**Records shown:**
· · · · · · ·

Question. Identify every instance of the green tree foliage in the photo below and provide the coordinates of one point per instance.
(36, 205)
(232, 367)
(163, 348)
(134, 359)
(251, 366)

· · · · · · ·

Output the material in full, exactly as it appears.

**Solution for this problem:**
Question. Identify every instance of the green tree foliage in the photo below and provide the coordinates of one point per instance.
(36, 205)
(232, 367)
(163, 348)
(134, 359)
(251, 366)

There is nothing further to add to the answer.